## Request
Provide an exact copy of the data, excluding the images.
━━━━━ Supplied material
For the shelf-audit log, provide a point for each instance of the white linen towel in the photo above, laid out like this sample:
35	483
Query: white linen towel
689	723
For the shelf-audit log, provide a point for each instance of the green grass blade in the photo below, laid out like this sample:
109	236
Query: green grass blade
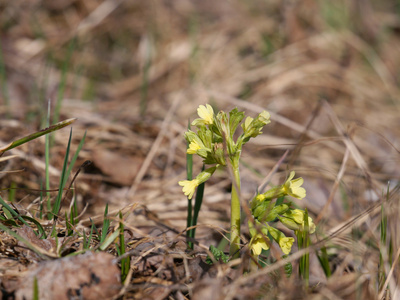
37	134
125	262
109	240
189	176
324	262
197	206
106	225
63	180
47	160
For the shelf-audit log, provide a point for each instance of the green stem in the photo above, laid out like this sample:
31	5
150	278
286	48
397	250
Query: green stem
235	214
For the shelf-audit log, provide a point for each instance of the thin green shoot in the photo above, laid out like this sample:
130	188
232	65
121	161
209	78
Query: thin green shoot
324	262
303	240
125	262
106	225
109	240
11	192
145	80
87	241
197	206
189	176
63	181
35	289
37	134
383	240
47	160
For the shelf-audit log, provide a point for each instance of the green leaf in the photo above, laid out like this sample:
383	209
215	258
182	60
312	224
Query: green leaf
36	135
218	254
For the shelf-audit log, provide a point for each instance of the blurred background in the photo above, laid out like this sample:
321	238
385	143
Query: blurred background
134	72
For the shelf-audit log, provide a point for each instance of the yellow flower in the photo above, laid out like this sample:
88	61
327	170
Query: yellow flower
257	243
193	147
286	244
206	114
189	187
297	215
293	187
311	226
246	124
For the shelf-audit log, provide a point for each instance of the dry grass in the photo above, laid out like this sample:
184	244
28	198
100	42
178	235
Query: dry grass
137	70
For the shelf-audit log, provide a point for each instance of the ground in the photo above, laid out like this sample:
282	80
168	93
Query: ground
133	73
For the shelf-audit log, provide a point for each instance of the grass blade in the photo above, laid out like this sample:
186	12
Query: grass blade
37	134
63	180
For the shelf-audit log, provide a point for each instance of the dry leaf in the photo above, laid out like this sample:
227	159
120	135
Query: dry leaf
28	234
121	169
91	276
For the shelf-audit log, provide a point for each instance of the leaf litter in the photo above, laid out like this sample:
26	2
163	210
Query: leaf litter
289	58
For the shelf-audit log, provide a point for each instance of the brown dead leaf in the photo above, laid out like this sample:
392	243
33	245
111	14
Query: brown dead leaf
28	234
88	276
120	168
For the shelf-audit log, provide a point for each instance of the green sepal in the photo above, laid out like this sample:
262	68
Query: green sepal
218	254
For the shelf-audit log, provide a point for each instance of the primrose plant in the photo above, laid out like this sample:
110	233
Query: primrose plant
214	143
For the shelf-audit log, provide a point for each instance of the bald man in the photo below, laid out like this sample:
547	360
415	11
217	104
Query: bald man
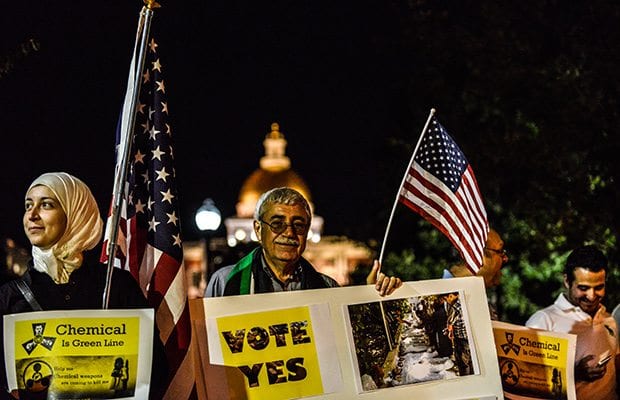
493	259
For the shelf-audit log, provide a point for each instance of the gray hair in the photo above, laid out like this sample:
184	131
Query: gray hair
281	195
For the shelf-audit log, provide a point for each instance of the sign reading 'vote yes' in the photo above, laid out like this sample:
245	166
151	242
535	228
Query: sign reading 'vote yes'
275	350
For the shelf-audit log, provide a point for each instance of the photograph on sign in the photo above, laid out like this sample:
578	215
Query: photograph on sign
412	340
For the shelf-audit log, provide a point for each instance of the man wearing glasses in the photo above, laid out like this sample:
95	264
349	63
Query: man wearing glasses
493	259
281	223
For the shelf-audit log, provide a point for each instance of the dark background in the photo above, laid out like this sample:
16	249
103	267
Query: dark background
529	90
325	71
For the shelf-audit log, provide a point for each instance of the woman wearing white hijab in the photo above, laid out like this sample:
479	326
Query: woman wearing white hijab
62	221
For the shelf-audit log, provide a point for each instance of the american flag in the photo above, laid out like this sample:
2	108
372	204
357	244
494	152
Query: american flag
149	235
440	185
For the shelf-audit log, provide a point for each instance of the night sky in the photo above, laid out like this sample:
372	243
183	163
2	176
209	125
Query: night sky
327	72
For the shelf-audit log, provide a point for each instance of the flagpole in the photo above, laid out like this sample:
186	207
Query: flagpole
127	122
387	229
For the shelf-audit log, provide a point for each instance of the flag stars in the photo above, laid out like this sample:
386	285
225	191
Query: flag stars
172	218
161	87
153	46
168	196
139	157
157	153
162	174
153	225
156	65
177	240
153	132
140	207
146	76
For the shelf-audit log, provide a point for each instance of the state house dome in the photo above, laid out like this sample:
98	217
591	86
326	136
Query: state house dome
275	171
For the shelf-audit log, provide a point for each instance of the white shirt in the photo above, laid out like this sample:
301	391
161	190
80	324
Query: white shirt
594	336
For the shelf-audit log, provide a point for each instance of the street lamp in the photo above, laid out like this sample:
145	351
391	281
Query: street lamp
208	219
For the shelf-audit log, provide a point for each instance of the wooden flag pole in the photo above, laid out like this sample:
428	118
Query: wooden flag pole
128	119
415	151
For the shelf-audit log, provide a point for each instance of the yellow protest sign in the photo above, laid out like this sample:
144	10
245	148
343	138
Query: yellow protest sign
535	364
95	353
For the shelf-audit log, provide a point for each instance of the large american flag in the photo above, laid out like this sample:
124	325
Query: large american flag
149	239
440	185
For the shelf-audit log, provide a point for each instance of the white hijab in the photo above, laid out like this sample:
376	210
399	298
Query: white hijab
83	231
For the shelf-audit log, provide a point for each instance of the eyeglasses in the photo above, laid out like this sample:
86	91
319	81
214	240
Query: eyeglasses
277	227
502	253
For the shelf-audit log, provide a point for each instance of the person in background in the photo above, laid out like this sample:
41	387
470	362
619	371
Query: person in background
281	222
579	310
62	222
493	259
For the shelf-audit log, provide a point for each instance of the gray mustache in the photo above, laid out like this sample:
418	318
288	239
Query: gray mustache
291	242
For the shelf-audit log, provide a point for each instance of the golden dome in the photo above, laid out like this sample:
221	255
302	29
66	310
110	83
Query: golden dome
274	172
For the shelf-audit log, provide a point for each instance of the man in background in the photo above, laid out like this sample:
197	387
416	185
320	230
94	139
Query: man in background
281	222
579	310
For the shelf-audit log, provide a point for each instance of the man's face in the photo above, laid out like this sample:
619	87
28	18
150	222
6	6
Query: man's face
493	260
283	248
587	290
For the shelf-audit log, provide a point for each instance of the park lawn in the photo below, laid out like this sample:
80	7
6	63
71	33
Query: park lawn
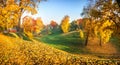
16	51
72	43
69	42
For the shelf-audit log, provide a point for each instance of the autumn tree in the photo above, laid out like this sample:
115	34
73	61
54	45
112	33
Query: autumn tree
53	24
9	14
39	25
102	12
32	26
65	24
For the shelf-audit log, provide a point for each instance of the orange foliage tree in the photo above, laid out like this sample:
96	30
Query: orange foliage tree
65	24
53	24
9	15
31	25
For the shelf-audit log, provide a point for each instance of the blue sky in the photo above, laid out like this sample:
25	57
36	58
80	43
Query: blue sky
57	9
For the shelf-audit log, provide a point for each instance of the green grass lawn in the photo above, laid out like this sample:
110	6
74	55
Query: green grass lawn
71	43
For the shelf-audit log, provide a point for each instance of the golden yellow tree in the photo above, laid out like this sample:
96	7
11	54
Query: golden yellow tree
27	26
9	15
65	24
39	25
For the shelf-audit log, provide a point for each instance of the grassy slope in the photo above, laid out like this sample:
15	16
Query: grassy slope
15	51
71	42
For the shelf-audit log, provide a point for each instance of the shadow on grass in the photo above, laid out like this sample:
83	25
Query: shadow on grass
69	43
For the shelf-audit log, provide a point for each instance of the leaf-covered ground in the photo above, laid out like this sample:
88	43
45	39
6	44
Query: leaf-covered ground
15	51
━━━━━━━━━━
## Exercise answer
For the shelf-audit log, provide a point for each instance of the white linen towel in the photo above, laid out like this sample:
35	483
Query: white linen towel
689	723
For the shelf-audit log, provide a point for each instance of the green grass blade in the photo below, laid out like this sample:
109	236
Query: green grass blade
37	134
125	262
109	240
189	176
324	262
197	206
106	225
63	180
47	160
For the shelf-audit log, provide a point for each instance of the green stem in the photo above, laid out like this sample:
31	5
150	278
286	48
397	250
Query: green stem
235	214
For the shelf-audit log, provide a point for each instance of the thin green shoot in the photo above, laid out like this sample:
130	188
232	65
121	161
209	78
Query: thin green shoot
324	262
303	240
125	262
106	225
109	240
11	192
145	80
87	241
197	206
189	176
63	181
35	289
37	134
383	240
47	160
For the shelf-audit log, provide a point for each instance of the green leaf in the photo above, laid out like this sample:
383	209
215	258
182	60
312	224
Query: green leaf
36	135
218	254
For the shelf-audit log, provide a point for each instance of the blurred background in the photo above, laid out like this sample:
321	238
385	143
Query: blurred background
134	72
For the shelf-audit log, provide a point for each instance of the yellow flower in the photo above, laid out like this sample:
88	61
327	170
Query: yellow flower
257	243
193	147
286	244
206	114
189	187
297	215
293	187
311	226
246	124
For the shelf-audit log, provide a point for each instance of the dry grass in the photo above, laid out like this sample:
184	244
28	198
100	42
178	235
Query: dry grass
137	70
For the shelf-audit log, provide a point for each instance of the ground in the photo above, laid out like this sample:
282	80
168	93
Query: ground
133	73
For the shelf-audit log, provide a point for each instance of the grass blade in the photo above, laid out like this sample:
186	12
Query: grass blade
37	134
63	180
For the shelf-audit log, provide a point for each instance of the dry leaf in the photo above, laid out like this sample:
227	159
120	135
Query: dry leaf
28	234
121	169
91	276
For the shelf-audit log, provide a point for each instance of the leaf litter in the photo above, laid out like this sample:
26	2
163	210
Query: leaf litter
289	58
For the shelf-audit log, provide a point for each instance of the brown dead leaf in the photo above, laid out like this sample:
392	243
33	245
111	14
Query: brown dead leaf
28	234
88	276
120	168
For the shelf-audit log, provide a point for each instance of the green sepal in the photo above, laid out like this sample:
262	68
Query: green sepal
218	254
For the shelf-audit log, provide a point for each instance of the primrose plant in the photo above, laid out like this sample:
110	233
Query: primrose plant
214	143
For the shelf-audit log, provide a point for each instance of the bald man in the photo below, laid out like this sample:
547	360
415	11
217	104
Query: bald man
493	259
For the shelf-audit log, provide a point for each instance of the gray hair in the photo above, laid out like this sample:
184	131
Query: gray hair
281	195
For the shelf-audit log, provide a point for each instance of the sign reading 'vote yes' in the photo above, laid out like this sample:
245	166
151	242
535	228
Query: sign reading 'vote yes'
275	350
For the shelf-audit log, provide a point for each instance of the photograph on sign in the photo above, laid out like this sample:
578	215
Query: photograph on sign
412	340
For the shelf-audit log, provide a point for each instance of the man wearing glasses in the photo above, laid out like this sample:
95	264
349	63
Query: man wearing glasses
493	259
281	223
For the shelf-audit log, provide a point for each instance of the dark background in the photo above, laid out like this sample:
16	249
103	267
Query: dark background
529	90
325	71
For the shelf-audit log, provide a point for each instance of the woman wearing white hijab in the photo above, laid out like this sample:
479	326
Query: woman wearing white hijab
62	221
For the shelf-audit log, provide a point for each instance of the american flag in the photo above, laid out like this sample:
2	108
372	204
357	244
494	152
Query: american flag
149	235
440	185
For the shelf-audit log, provide a point for each instance of the night sky in the photo above, laid out like this sample:
372	243
183	163
2	176
209	125
Query: night sky
327	72
For the shelf-audit log, provide a point for each instance of the flagpole in the photo above, laid out like this sample:
186	207
Query: flagpole
127	122
387	229
For the shelf-audit log, provide a point for each instance of the flag stars in the photo above, laid out like this sample:
386	285
225	191
Query: flag stars
172	218
161	87
153	46
168	196
139	157
157	153
162	174
153	225
156	65
177	240
153	132
140	207
146	76
For the shelf-audit log, provide a point for each instance of the state house dome in the photo above, laid out like this sample:
98	217
591	86
326	136
Query: state house dome
275	171
For the shelf-audit log, provide a point for each instance of the white shirt in the photo above, laid out like this sample:
301	391
161	190
80	324
Query: white shirt
594	336
For the shelf-audit log, provide a point for each instance of the street lamp in the photo above, laid out like this sample:
145	351
391	281
Query: street lamp
208	219
For the shelf-audit log, provide a point for each instance of the wooden flag pole in the photo above, laid out like this sample:
428	118
Query: wooden flag pole
128	119
415	151
For the shelf-audit log, provide a point for each instance of the yellow protest sign in the photo above, laid out like this sample:
144	10
245	148
343	138
Query: yellow protest sign
535	364
95	353
For the shelf-audit log, provide a point for each instance of the large american flag in the photo above, laid out like this sample:
124	325
Query: large american flag
149	239
440	185
For the shelf-audit log, provide a point for each instance of the white hijab in the photo above, laid out like this sample:
376	210
399	298
Query: white hijab
83	231
For the shelf-audit log, provide a point for each instance of the eyeglasses in the photo above, laid out like this sample:
86	91
319	81
214	240
Query: eyeglasses
277	227
502	253
For the shelf-audit log, provide a point for each instance of the person in background in the photo above, laid out like this sample:
41	387
470	362
619	371
Query: person in background
281	222
579	310
62	222
493	259
For the shelf-audit log, provide a point for each instance of the gray mustache in the photo above, laid out like this sample:
418	318
288	239
Query: gray mustache
291	242
For the shelf-audit log, provide a point for each instance of the golden dome in the photo above, laid out like this sample:
221	255
302	29
66	310
110	83
Query: golden dome
274	172
For the shelf-audit log, provide a point for each instance of the man in background in the photo above, laid out like this sample:
197	387
416	185
320	230
94	139
Query: man in background
281	222
579	310
For the shelf-audit log, provide a point for each instance of the man's face in the photo above, laid out like this sample:
619	87
28	18
150	222
6	6
Query: man's face
493	260
283	248
587	290
For the shelf-audit log, provide a point for each instance of the park lawn in the photo below, laid out like this sample:
80	7
6	63
71	33
Query: park lawn
16	51
72	43
69	42
For the shelf-audit log, provide a point for each instance of the autumn tree in the photo above, laid out like this sample:
115	34
73	61
54	45
112	33
Query: autumn tree
53	24
9	14
39	25
102	12
32	26
65	24
For the shelf-audit log, provide a point for each instance of the orange foliage tree in the photo above, laid out like this sample:
96	30
Query: orange foliage tree
65	24
53	24
9	15
31	25
For the shelf-audit log, provide a point for each instance of the blue sky in the photo above, laid out like this sample:
25	57
36	58
80	43
Query: blue sky
57	9
For the shelf-audit log, provide a point for each instance of the green grass lawn in the photo above, laid out like this sample:
110	6
74	55
Query: green grass lawn
71	43
For the shelf-audit log, provide a point for each instance of the golden yellow tree in the photo above, laid out like this sample:
96	7
11	54
Query: golden yellow tree
27	26
9	15
65	24
39	25
For the shelf-audit log, provide a point for each instance of the grassy slope in the photo above, laid out like this sample:
15	16
Query: grassy slope
15	51
71	42
For the shelf-audit log, provide a point for each instance of the shadow on grass in the photo above, laid out like this sample:
83	25
Query: shadow on grass
69	43
For the shelf-audit log, provide a point for each instance of the leaf-covered ground in the photo above, laid out like this sample:
88	43
45	39
6	44
Query: leaf-covered ground
15	51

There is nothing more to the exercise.